Assigned task: Which lines in the records below contain the word "black"? Report each of them.

Records to use:
%%
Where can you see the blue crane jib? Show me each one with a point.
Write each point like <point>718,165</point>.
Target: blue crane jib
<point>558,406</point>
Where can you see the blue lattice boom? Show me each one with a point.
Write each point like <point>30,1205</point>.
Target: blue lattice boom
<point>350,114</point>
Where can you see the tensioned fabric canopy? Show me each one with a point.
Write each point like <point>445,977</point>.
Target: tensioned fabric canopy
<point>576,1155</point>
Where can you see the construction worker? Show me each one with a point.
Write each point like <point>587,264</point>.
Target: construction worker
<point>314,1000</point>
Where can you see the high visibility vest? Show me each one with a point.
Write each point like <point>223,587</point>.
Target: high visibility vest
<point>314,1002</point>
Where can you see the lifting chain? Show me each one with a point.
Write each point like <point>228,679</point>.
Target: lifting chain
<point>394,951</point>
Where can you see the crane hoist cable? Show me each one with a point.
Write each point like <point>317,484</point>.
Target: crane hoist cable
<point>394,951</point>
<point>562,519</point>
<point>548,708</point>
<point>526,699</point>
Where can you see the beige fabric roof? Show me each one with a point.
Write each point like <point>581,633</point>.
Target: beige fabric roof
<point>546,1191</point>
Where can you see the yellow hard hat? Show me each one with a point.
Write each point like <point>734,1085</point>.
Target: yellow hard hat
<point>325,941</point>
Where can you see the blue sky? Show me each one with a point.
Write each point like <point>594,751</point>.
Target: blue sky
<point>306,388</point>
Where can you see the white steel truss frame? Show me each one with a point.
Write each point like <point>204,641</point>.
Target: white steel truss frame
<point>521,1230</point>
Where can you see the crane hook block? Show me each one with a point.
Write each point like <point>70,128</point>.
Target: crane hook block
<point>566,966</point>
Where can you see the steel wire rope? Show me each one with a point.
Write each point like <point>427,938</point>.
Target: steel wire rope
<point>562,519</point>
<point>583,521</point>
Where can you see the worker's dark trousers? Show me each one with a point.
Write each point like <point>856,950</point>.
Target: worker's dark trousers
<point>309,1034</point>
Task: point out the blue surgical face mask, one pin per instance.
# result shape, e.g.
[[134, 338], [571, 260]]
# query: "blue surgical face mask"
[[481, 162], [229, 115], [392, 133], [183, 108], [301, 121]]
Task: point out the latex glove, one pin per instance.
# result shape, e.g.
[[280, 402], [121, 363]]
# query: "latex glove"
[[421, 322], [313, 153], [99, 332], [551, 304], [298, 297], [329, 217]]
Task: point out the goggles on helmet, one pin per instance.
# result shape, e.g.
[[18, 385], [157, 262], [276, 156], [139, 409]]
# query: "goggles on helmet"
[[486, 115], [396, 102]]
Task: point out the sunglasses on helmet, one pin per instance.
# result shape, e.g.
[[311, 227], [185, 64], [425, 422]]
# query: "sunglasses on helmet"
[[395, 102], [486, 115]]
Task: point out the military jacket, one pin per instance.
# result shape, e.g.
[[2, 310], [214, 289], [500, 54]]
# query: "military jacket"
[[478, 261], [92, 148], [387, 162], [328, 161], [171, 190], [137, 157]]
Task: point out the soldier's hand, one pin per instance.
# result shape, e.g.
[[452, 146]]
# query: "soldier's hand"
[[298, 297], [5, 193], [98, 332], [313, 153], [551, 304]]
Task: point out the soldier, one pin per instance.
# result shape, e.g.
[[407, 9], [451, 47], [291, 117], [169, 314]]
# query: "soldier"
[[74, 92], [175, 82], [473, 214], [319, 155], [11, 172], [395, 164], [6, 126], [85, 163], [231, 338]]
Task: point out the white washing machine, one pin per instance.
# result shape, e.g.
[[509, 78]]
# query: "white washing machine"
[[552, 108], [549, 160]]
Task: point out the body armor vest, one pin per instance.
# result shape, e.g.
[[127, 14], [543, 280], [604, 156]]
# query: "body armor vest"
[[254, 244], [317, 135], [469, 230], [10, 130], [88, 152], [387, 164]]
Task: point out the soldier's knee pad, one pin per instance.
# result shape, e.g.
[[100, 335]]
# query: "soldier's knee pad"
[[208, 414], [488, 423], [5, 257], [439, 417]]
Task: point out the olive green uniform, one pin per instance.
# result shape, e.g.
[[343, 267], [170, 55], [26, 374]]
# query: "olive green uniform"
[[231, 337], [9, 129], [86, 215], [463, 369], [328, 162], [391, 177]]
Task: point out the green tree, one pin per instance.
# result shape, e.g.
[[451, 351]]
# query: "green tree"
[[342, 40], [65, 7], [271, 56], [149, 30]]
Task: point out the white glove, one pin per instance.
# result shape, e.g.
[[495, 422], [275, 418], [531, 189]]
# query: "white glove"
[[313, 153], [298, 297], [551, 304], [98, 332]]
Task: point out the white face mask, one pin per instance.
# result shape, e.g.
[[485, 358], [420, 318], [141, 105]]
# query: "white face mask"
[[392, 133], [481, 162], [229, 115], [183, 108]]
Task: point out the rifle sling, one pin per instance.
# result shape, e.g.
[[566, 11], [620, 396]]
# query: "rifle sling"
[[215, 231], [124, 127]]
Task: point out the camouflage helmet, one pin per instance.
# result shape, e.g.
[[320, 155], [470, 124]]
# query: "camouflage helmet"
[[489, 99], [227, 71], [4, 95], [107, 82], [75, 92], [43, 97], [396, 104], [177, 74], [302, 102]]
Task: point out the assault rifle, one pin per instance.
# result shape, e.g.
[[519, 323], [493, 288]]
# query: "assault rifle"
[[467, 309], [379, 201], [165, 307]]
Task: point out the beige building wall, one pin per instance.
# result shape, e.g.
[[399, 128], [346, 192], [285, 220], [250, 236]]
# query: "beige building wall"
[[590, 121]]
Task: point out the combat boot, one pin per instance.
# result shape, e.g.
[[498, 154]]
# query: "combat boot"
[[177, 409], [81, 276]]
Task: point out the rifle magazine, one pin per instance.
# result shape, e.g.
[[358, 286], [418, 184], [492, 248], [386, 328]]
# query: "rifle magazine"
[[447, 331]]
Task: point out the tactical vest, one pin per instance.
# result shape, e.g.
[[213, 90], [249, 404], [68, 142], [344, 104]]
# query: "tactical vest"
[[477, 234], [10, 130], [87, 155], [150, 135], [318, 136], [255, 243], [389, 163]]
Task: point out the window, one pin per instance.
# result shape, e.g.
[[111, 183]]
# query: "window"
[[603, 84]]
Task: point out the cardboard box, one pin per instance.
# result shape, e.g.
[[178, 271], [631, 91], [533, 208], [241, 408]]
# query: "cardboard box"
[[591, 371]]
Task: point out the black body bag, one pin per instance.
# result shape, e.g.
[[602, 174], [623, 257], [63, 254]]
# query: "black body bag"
%%
Task solution:
Task: point out the black body bag, one pin per instance.
# query: "black body bag"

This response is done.